__What you need to do__:
In the data below, find each line containing the string "vegetation" and return it.

Region pointing data
------------
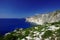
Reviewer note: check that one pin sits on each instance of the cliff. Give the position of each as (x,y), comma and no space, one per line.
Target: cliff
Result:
(46,17)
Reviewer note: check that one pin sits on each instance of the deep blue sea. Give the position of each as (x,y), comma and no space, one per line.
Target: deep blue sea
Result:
(8,25)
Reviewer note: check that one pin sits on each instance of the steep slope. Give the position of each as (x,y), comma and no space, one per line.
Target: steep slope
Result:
(43,18)
(49,31)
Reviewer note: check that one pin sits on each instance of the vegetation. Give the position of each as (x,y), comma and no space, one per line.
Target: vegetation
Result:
(49,31)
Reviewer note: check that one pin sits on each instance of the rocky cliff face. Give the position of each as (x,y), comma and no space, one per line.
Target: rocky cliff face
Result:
(42,18)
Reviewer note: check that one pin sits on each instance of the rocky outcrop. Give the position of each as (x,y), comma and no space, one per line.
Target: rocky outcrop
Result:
(42,18)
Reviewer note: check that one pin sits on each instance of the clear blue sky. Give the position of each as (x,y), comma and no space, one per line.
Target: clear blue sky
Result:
(25,8)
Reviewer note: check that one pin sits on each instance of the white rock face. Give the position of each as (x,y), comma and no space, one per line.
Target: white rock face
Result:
(42,18)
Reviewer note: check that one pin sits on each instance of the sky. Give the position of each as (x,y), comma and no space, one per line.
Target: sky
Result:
(26,8)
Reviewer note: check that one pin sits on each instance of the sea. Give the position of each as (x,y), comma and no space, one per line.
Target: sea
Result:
(10,24)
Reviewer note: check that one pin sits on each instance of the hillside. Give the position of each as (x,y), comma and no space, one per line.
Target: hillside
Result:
(46,17)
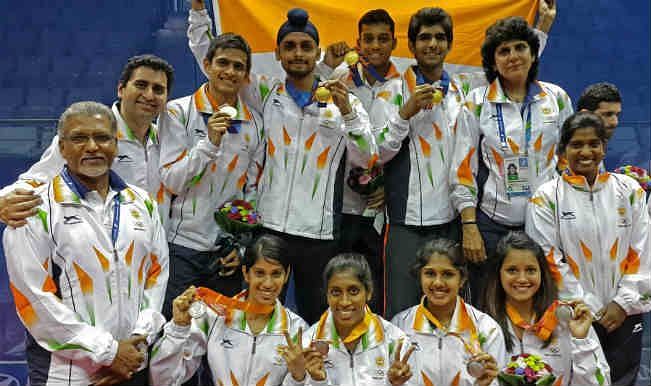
------------
__Your response__:
Reviewer note: check that one pin sits on each instance of the vegetation. Give the position of each as (x,y), comma and no space, one per line.
Target: vegetation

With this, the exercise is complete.